— begin —

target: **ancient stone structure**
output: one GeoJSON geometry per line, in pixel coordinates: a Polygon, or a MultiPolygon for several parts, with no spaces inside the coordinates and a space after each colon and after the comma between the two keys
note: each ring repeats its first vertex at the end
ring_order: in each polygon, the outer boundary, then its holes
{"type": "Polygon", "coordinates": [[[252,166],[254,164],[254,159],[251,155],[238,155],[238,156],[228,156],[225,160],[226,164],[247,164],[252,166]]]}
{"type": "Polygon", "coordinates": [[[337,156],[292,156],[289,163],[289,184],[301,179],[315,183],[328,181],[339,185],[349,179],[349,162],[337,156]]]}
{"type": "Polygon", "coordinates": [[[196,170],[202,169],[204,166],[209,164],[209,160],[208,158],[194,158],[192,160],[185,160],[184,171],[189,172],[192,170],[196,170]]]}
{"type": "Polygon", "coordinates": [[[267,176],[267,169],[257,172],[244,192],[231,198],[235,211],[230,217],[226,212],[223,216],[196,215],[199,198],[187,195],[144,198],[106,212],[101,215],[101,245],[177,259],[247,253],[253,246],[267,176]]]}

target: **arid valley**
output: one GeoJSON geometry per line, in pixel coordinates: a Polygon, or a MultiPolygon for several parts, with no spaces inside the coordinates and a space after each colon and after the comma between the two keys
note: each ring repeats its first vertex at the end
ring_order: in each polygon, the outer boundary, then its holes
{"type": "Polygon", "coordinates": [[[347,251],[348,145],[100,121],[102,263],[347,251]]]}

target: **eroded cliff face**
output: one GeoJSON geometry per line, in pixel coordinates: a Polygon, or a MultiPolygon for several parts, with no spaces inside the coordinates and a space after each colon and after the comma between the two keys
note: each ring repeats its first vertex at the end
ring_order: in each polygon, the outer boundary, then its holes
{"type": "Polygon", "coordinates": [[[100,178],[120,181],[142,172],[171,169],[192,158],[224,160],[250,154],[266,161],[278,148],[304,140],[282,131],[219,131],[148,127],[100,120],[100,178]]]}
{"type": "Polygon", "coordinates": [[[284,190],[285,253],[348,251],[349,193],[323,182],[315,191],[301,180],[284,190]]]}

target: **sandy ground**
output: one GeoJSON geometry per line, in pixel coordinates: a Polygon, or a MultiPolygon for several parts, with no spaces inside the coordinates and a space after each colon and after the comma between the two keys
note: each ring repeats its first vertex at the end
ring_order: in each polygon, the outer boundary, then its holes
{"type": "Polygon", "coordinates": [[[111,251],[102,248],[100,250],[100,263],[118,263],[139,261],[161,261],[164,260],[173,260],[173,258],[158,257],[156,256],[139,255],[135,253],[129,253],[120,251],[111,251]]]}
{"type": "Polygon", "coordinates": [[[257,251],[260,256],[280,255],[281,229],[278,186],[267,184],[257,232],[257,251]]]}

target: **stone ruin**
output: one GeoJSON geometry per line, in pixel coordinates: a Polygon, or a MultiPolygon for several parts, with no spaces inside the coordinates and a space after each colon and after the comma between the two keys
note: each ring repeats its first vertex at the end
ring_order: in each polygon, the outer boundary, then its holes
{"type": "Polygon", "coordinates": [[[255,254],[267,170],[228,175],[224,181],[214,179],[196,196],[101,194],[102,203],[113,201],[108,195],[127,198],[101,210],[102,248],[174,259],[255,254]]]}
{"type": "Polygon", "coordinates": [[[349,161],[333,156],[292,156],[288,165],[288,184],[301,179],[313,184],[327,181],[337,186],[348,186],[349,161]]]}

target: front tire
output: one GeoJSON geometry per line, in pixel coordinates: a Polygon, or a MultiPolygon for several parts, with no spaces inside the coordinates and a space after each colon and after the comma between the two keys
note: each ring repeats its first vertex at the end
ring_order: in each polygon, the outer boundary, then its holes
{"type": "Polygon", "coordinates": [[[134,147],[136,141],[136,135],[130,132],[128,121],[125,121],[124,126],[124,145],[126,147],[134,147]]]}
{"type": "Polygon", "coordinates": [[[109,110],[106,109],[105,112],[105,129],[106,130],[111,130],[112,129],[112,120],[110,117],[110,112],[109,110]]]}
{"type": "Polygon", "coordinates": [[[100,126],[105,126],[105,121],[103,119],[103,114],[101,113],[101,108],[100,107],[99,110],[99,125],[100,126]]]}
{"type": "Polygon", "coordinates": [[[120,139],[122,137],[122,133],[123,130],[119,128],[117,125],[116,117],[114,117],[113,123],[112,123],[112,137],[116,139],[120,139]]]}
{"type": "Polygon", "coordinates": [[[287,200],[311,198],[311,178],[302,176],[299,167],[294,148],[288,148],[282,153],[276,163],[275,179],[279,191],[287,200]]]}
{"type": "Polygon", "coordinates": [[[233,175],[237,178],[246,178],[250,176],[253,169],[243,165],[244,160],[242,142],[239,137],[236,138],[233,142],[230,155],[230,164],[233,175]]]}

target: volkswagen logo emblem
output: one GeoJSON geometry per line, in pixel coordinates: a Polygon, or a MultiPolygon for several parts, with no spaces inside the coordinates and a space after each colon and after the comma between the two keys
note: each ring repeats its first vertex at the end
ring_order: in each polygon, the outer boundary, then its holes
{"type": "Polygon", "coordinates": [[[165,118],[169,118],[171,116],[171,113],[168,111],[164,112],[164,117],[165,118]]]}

— end —

Please give back all of the records exactly as written.

=== Task result ===
target: **ancient stone structure**
output: one GeoJSON geometry per line, in pixel coordinates: a Polygon, or a MultiPolygon for several parts, with no spaces inside the coordinates and a space after each colon and after the comma between the two keys
note: each ring repeats its first vertex at the end
ring_order: in each polygon, the outer boundary, then its holes
{"type": "Polygon", "coordinates": [[[252,166],[254,164],[254,159],[251,155],[238,155],[238,156],[228,156],[225,160],[226,164],[247,164],[252,166]]]}
{"type": "Polygon", "coordinates": [[[337,156],[292,156],[289,163],[289,184],[301,179],[315,183],[328,181],[339,185],[349,179],[349,162],[337,156]]]}
{"type": "Polygon", "coordinates": [[[196,170],[202,169],[204,166],[209,164],[209,160],[208,158],[194,158],[192,160],[185,160],[184,171],[189,172],[192,170],[196,170]]]}
{"type": "Polygon", "coordinates": [[[267,176],[267,169],[257,172],[244,192],[231,198],[235,211],[230,217],[226,212],[223,216],[196,215],[199,198],[187,195],[144,198],[106,212],[101,215],[101,245],[177,259],[247,253],[253,246],[267,176]]]}

target: **arid valley**
output: one GeoJSON geometry per line, in pixel coordinates: a Polygon, or a MultiPolygon for several parts, with no spaces inside the coordinates and a space after each colon and after the comma between the two keys
note: each ring repeats its first vertex at the end
ring_order: in each polygon, the outer boundary, then its holes
{"type": "Polygon", "coordinates": [[[347,251],[348,145],[100,121],[102,263],[347,251]]]}

target: **eroded cliff face**
output: one GeoJSON geometry per line, in pixel coordinates: a Polygon, or a MultiPolygon for several parts, with no spaces inside the coordinates and a space after each colon and after the comma between the two keys
note: each ring repeats its first vertex at the end
ring_order: in each polygon, the outer boundary, then its holes
{"type": "Polygon", "coordinates": [[[100,178],[120,181],[142,172],[171,169],[192,158],[224,160],[250,154],[266,161],[278,148],[304,140],[282,131],[219,131],[148,127],[100,120],[100,178]]]}
{"type": "Polygon", "coordinates": [[[284,190],[285,253],[348,251],[349,193],[323,182],[315,191],[301,180],[284,190]]]}

target: **sandy ground**
output: one GeoJSON geometry per line, in pixel coordinates: a Polygon, or a MultiPolygon for several parts, with no spaces inside the coordinates and a space after each colon and after the comma between the two keys
note: each ring repeats its first vertex at the end
ring_order: in each polygon, the outer boundary, then its holes
{"type": "Polygon", "coordinates": [[[111,251],[102,248],[100,250],[100,263],[118,263],[139,261],[161,261],[164,260],[173,260],[173,258],[158,257],[156,256],[139,255],[135,253],[129,253],[120,251],[111,251]]]}
{"type": "Polygon", "coordinates": [[[257,251],[260,256],[280,255],[281,229],[278,186],[267,184],[257,232],[257,251]]]}

target: **stone ruin**
output: one GeoJSON geometry per line, in pixel coordinates: a Polygon, or a MultiPolygon for several parts, with no spaces inside the coordinates and a space after each colon and after the comma between the two keys
note: each ring repeats its first vertex at the end
ring_order: in each polygon, the outer boundary, then its holes
{"type": "Polygon", "coordinates": [[[255,254],[267,170],[228,175],[224,181],[214,179],[196,196],[101,194],[102,203],[113,201],[108,195],[127,198],[101,210],[102,248],[174,259],[255,254]]]}
{"type": "Polygon", "coordinates": [[[349,161],[333,156],[292,156],[288,165],[288,184],[301,179],[313,184],[327,181],[337,186],[348,186],[349,161]]]}

target: front tire
output: one GeoJSON geometry per line, in pixel coordinates: a Polygon, or a MultiPolygon for several parts, with no spaces inside the coordinates and a space after each colon and after the comma between the two keys
note: each ring repeats its first vertex at the end
ring_order: in each polygon, the outer boundary, then its holes
{"type": "Polygon", "coordinates": [[[134,147],[136,141],[136,135],[130,132],[128,121],[125,121],[124,126],[124,145],[126,147],[134,147]]]}
{"type": "Polygon", "coordinates": [[[109,110],[106,109],[105,112],[105,129],[106,130],[111,130],[112,129],[112,120],[110,117],[110,112],[109,110]]]}
{"type": "Polygon", "coordinates": [[[100,126],[105,126],[105,121],[103,119],[103,114],[101,113],[101,108],[100,107],[99,110],[99,125],[100,126]]]}
{"type": "Polygon", "coordinates": [[[120,139],[122,137],[122,133],[123,130],[119,128],[117,125],[116,117],[114,117],[113,123],[112,123],[112,137],[116,139],[120,139]]]}
{"type": "Polygon", "coordinates": [[[287,200],[311,198],[311,178],[302,176],[299,167],[294,148],[288,148],[282,153],[276,163],[275,179],[279,191],[287,200]]]}
{"type": "Polygon", "coordinates": [[[233,175],[237,178],[246,178],[250,176],[253,169],[243,165],[244,160],[242,142],[239,137],[236,138],[233,142],[230,155],[230,164],[233,175]]]}

target: volkswagen logo emblem
output: one GeoJSON geometry per line, in pixel coordinates: a Polygon, or a MultiPolygon for several parts, with no spaces inside the coordinates and a space after each colon and after the comma between the two keys
note: each ring repeats its first vertex at the end
ring_order: in each polygon, the outer boundary, then its holes
{"type": "Polygon", "coordinates": [[[165,118],[169,118],[171,116],[171,113],[168,111],[164,112],[164,117],[165,118]]]}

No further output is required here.